Extract each line of the rows below that contains the word "black", copying every such line in full. Case counts.

(Stored dataset items)
(begin)

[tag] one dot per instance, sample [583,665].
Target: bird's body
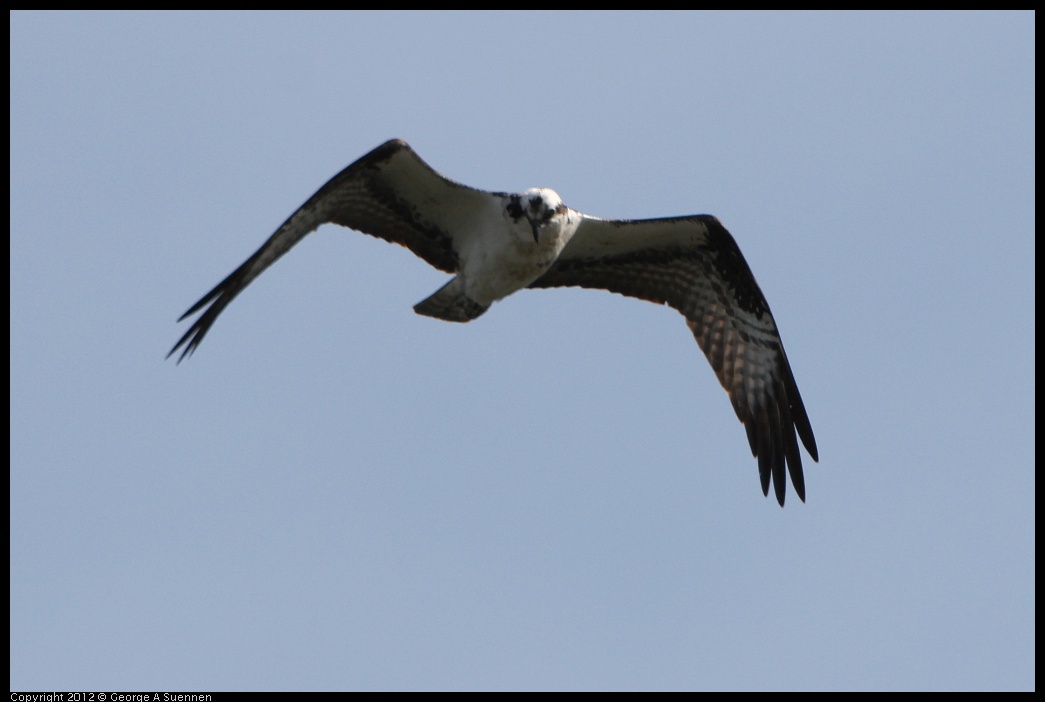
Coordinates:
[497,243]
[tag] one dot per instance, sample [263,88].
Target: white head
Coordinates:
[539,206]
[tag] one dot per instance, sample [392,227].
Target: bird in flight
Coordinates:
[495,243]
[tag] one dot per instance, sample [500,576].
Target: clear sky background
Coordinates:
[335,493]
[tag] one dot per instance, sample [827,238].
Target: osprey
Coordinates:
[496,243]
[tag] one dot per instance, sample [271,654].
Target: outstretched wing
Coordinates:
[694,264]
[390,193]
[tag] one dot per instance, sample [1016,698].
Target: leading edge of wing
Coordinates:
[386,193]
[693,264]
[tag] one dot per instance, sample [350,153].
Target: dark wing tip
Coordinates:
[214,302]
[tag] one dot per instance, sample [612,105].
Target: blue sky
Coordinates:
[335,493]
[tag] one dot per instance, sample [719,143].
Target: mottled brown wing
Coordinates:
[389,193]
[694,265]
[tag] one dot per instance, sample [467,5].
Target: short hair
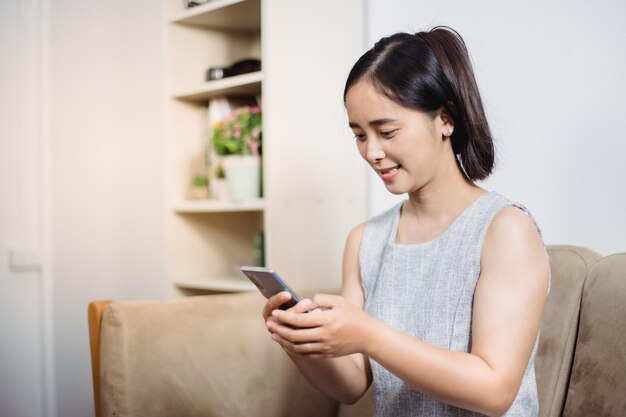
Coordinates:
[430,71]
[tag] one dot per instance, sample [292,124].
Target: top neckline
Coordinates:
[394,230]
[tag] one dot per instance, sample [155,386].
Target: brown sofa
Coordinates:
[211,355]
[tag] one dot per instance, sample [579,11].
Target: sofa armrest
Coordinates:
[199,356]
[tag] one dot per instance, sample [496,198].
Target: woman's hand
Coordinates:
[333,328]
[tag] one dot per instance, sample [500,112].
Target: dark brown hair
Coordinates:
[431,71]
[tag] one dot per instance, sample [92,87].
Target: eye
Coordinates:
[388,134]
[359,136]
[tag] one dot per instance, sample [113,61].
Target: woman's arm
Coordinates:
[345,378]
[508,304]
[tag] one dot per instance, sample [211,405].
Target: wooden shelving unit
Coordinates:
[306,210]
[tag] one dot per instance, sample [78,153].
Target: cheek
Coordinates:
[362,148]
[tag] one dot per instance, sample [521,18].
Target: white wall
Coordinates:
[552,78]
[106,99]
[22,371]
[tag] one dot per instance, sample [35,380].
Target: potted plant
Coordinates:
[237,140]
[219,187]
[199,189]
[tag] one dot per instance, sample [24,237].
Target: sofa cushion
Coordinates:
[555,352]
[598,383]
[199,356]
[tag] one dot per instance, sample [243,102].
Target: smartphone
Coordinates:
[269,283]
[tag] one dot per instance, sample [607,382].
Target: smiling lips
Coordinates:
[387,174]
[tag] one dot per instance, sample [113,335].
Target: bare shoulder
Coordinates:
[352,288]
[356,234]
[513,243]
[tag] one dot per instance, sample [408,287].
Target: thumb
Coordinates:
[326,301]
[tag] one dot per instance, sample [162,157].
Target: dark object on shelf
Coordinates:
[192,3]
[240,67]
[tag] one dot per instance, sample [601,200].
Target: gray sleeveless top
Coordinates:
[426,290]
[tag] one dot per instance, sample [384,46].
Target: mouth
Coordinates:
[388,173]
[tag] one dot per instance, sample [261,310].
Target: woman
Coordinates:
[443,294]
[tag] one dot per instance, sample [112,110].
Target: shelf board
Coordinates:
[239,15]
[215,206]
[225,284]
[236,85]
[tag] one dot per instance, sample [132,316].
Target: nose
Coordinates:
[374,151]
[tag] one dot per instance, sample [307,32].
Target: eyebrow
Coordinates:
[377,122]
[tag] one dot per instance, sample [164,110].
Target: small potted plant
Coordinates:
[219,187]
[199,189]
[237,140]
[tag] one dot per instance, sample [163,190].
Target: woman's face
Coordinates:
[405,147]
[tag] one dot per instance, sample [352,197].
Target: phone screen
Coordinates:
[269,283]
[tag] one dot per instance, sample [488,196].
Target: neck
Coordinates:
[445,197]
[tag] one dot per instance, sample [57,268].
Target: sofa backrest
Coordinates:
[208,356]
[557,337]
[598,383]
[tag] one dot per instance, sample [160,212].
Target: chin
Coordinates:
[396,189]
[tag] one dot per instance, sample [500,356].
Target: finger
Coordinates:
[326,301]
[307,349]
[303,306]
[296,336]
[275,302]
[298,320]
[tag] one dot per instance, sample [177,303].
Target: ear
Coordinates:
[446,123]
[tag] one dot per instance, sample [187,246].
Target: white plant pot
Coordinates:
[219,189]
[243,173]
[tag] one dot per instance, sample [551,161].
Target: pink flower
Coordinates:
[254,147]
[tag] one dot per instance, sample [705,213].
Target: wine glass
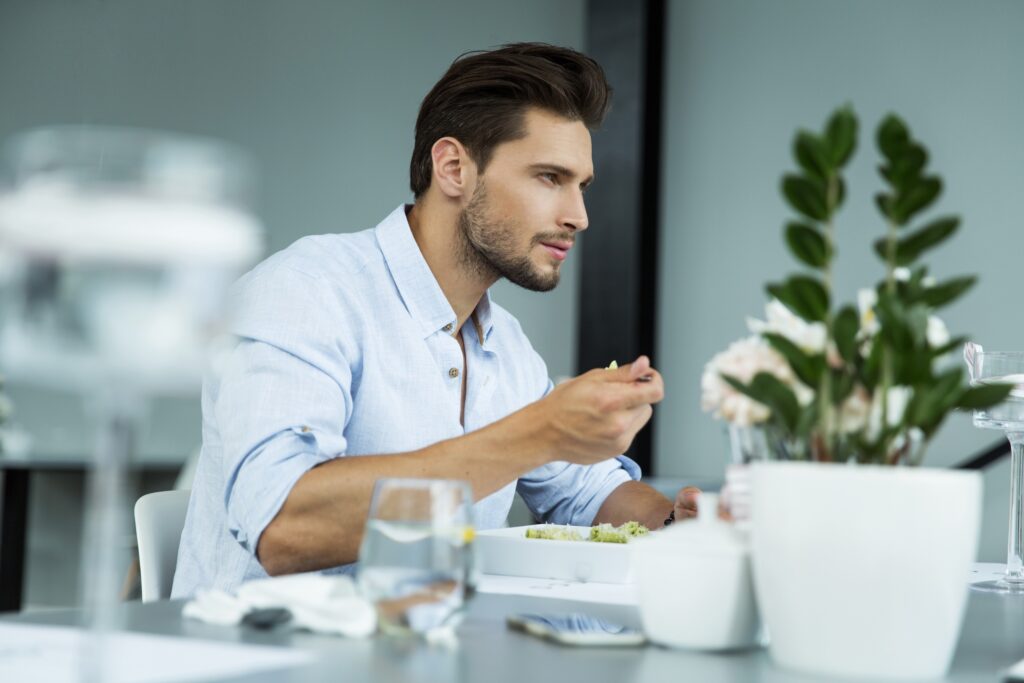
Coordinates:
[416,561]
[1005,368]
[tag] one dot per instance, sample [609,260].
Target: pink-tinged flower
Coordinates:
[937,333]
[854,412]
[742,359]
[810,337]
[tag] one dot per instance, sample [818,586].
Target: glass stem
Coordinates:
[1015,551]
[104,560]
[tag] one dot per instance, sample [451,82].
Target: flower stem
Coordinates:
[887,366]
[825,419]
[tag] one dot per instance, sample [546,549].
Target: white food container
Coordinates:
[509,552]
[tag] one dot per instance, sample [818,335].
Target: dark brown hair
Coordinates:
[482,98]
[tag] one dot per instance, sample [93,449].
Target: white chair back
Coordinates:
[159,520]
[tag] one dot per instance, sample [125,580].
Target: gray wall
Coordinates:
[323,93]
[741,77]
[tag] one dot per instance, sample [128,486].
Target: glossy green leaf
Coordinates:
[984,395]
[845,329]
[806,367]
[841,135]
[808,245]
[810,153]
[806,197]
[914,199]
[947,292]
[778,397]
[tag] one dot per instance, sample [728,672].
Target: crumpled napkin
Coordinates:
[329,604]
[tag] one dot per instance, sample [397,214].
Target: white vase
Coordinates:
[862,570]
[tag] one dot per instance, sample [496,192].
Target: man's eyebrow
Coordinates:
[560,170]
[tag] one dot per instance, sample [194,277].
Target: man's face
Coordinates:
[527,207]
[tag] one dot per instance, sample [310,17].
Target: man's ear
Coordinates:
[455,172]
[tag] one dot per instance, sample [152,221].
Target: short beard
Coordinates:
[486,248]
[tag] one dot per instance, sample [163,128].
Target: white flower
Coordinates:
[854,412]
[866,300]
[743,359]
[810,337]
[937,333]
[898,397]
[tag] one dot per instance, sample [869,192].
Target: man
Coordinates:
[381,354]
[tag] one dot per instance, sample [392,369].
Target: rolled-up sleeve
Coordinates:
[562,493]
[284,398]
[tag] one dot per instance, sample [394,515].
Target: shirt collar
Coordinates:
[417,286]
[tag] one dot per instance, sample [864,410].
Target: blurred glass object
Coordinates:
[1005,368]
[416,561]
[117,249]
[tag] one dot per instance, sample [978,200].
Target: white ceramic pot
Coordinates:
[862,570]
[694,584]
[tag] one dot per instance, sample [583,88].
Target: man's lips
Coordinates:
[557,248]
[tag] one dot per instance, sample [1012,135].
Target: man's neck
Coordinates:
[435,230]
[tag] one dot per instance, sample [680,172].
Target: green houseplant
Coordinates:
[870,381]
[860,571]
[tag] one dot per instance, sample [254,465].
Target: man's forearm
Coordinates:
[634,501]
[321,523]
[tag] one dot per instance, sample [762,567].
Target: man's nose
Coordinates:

(end)
(begin)

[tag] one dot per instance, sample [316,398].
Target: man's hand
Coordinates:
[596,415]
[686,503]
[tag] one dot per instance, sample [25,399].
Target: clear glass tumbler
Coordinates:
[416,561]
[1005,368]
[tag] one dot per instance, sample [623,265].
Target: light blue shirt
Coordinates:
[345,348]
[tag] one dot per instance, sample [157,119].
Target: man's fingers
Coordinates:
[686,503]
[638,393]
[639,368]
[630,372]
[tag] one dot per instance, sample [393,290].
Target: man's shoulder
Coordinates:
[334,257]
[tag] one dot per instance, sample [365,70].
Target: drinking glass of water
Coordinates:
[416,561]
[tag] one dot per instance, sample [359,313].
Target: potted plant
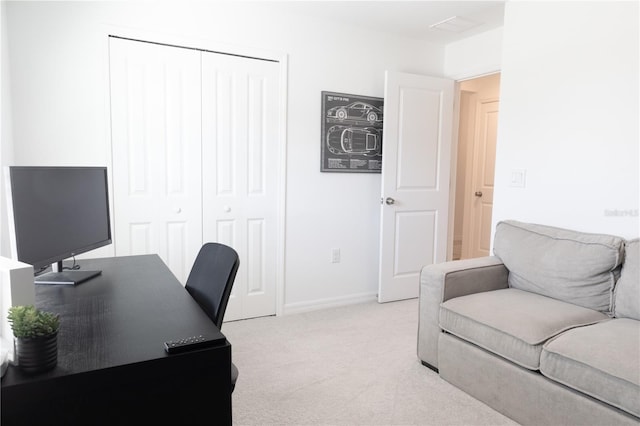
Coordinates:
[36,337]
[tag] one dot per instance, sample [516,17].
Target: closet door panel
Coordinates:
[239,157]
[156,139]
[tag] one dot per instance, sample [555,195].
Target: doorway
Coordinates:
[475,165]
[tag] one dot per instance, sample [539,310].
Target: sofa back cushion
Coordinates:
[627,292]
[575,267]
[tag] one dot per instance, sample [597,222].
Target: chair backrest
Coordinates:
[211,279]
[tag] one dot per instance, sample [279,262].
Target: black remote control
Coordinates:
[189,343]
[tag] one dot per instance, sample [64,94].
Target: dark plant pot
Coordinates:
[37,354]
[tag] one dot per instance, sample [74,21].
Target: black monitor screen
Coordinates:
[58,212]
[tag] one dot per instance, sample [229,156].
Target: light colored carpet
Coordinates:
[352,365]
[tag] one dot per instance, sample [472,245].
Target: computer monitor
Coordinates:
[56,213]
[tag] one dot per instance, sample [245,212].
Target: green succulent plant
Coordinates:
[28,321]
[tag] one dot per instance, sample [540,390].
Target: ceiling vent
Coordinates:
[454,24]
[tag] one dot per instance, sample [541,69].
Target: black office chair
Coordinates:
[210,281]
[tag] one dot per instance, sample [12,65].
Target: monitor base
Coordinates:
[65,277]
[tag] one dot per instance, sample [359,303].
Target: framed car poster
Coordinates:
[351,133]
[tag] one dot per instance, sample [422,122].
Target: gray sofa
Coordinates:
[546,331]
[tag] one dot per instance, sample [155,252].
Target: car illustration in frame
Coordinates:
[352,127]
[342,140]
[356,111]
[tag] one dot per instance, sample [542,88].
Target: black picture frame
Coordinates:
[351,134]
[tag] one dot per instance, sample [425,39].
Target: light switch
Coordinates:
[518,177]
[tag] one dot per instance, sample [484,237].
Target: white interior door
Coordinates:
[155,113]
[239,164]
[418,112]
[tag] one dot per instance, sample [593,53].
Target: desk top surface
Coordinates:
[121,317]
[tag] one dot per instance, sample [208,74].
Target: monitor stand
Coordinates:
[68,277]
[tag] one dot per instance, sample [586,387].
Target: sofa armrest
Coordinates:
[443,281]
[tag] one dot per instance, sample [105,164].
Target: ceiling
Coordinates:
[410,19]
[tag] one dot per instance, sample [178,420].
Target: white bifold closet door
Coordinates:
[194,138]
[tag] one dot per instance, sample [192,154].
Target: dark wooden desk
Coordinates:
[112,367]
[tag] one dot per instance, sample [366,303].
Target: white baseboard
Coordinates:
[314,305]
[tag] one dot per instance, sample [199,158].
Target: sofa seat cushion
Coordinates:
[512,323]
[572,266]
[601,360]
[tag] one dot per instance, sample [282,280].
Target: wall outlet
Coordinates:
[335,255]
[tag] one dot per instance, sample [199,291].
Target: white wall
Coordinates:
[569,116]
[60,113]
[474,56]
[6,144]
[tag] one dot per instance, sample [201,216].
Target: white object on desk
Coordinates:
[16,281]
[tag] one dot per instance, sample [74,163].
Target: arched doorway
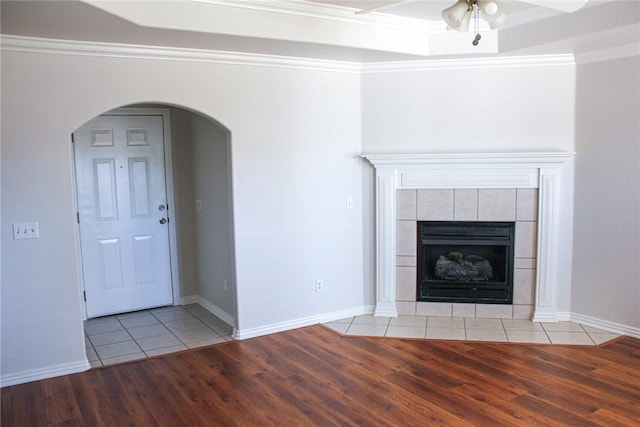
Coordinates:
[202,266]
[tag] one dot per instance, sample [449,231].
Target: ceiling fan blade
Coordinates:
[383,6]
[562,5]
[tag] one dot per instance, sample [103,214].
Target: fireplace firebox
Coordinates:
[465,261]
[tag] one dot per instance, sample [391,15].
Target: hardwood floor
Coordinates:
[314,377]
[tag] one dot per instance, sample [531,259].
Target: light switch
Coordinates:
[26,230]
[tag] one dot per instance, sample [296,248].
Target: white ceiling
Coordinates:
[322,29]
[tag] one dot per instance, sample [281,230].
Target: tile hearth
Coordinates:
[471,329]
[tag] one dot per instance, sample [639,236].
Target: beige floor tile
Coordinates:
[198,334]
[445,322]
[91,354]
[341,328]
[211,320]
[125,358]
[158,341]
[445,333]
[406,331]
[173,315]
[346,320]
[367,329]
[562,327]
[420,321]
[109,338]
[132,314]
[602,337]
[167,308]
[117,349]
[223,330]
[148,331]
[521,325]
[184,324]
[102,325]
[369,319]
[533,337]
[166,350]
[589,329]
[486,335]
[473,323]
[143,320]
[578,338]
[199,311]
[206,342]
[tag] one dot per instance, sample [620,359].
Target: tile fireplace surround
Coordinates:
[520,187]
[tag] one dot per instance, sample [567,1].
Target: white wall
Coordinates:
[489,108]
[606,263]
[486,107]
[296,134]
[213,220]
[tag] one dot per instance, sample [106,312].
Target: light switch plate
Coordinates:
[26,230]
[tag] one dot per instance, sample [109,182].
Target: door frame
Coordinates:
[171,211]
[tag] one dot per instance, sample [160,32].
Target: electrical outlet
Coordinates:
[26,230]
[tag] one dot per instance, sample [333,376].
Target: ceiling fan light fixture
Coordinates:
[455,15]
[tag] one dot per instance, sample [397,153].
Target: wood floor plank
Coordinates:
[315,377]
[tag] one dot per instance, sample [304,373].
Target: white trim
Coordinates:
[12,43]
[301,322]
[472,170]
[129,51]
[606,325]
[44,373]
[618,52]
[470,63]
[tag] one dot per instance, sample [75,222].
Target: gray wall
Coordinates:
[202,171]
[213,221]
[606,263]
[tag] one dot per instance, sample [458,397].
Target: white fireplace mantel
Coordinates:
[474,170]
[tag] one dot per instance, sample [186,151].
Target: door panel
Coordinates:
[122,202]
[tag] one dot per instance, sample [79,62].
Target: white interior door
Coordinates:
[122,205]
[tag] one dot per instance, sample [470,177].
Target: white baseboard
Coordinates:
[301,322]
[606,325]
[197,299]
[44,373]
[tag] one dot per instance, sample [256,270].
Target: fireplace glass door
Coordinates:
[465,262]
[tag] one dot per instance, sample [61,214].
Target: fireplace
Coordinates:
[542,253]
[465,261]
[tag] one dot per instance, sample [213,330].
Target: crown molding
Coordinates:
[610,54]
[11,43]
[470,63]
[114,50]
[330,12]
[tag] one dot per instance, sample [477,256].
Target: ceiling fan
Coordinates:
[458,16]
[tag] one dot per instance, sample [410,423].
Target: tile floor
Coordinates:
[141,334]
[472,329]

(end)

(Solution for this task)
Target: black remote control
Target: black monitor screen
Target: black office chair
Target: black picture frame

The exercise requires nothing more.